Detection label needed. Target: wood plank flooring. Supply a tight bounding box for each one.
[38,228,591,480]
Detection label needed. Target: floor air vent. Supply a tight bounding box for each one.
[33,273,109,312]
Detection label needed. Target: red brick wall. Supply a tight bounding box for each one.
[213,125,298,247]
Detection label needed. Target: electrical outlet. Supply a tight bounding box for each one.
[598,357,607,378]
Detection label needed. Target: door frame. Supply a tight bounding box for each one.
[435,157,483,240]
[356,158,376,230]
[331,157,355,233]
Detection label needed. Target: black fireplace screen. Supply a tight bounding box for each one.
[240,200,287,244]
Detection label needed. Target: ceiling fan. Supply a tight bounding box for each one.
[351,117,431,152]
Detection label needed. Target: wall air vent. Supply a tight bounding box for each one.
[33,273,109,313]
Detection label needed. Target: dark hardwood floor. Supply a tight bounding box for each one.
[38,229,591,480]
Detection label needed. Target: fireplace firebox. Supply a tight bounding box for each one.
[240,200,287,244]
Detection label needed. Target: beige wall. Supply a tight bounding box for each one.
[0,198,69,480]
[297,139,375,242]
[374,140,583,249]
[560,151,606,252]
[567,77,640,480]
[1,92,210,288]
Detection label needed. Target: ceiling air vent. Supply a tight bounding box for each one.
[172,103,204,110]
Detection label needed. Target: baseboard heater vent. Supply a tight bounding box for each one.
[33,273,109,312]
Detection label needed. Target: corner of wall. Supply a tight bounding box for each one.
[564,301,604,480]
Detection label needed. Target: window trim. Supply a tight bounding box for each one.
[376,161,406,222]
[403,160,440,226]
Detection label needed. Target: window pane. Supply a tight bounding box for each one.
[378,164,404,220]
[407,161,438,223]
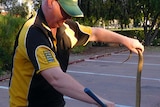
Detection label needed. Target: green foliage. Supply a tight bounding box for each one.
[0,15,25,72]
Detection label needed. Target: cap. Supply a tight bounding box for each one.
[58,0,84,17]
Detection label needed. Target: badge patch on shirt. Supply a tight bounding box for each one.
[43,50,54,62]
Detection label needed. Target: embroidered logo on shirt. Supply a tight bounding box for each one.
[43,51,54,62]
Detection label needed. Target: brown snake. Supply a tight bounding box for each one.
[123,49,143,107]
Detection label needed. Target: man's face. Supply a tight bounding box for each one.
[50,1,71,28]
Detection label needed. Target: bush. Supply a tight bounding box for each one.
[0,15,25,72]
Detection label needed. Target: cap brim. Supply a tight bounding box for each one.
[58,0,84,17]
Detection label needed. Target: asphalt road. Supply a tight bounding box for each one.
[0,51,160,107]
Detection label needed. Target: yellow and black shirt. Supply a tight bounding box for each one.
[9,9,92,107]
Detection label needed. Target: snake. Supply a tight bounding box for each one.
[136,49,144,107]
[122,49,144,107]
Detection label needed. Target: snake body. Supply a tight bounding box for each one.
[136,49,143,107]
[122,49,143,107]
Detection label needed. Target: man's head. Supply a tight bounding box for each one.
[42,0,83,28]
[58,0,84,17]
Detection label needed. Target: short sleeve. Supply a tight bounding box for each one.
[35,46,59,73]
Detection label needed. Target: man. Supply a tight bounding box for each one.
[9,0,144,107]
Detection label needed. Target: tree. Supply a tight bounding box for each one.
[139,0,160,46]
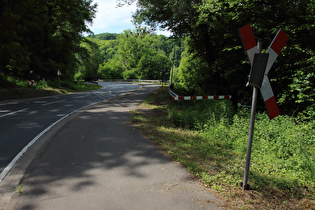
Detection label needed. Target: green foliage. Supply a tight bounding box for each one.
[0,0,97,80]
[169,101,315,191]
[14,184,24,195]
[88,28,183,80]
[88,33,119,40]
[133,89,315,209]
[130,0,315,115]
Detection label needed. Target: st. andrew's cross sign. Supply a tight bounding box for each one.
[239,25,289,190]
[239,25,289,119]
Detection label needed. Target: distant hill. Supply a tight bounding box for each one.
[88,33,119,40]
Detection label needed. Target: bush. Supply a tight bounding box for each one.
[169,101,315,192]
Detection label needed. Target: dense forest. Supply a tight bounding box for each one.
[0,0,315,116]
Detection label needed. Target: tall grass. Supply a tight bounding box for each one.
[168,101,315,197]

...

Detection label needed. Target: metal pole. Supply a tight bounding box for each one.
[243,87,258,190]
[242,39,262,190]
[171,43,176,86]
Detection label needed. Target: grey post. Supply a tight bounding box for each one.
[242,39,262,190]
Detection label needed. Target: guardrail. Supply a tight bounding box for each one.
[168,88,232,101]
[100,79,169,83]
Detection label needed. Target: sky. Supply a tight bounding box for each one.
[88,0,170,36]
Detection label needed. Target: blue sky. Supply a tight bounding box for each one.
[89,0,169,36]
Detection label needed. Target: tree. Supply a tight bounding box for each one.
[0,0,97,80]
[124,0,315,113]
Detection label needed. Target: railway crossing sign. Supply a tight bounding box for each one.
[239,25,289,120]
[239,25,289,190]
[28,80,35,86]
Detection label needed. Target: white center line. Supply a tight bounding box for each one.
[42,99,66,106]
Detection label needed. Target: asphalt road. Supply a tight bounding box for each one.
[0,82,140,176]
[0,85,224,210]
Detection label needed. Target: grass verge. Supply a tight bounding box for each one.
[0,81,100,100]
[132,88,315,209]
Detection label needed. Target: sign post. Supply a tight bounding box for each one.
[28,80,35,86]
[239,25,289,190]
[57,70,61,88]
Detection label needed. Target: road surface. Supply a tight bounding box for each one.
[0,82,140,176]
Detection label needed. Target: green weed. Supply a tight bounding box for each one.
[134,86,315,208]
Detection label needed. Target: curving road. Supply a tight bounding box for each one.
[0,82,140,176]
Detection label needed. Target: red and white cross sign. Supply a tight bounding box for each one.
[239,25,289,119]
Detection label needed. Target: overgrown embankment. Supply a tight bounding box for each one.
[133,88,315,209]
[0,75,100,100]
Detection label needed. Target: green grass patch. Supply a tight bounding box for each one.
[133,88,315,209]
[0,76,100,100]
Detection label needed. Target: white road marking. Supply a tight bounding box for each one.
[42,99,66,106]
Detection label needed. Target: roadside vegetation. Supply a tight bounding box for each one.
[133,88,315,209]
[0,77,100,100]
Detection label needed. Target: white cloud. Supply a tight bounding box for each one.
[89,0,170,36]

---

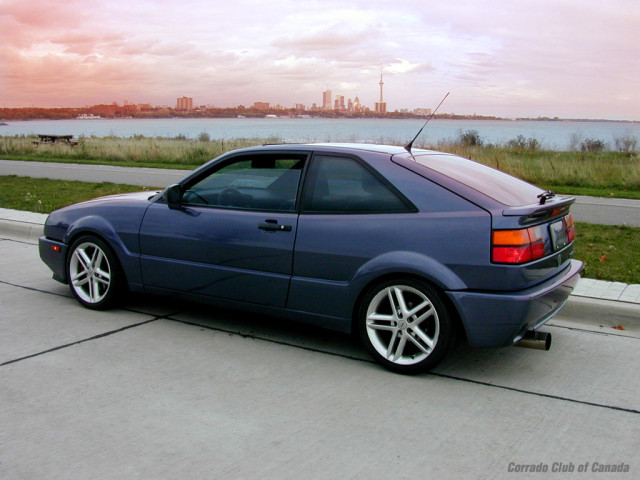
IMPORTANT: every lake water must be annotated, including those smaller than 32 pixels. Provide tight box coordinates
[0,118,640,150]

▶ **Exercise brief**
Can you repeat the lines between the one holding "Detection label needed. Target: wood" and the one holding "[598,357,607,378]", inclusive, replacing "floor air vent" with "heating vent" and leaving everything else unchanged?

▶ **Exercise solution**
Detection label needed. Target: wood plank flooring. Supply a tight bounding box for each one.
[38,228,591,480]
Detection label needed. Target: heating vent. Supply a tight bounding box for each one.
[33,273,109,312]
Detection label needed. Target: red brick wall. Supply a tight bounding box for each one.
[213,125,298,247]
Detection label needed. Target: electrical outlet. Supply a tight bounding box for each one.
[598,357,607,378]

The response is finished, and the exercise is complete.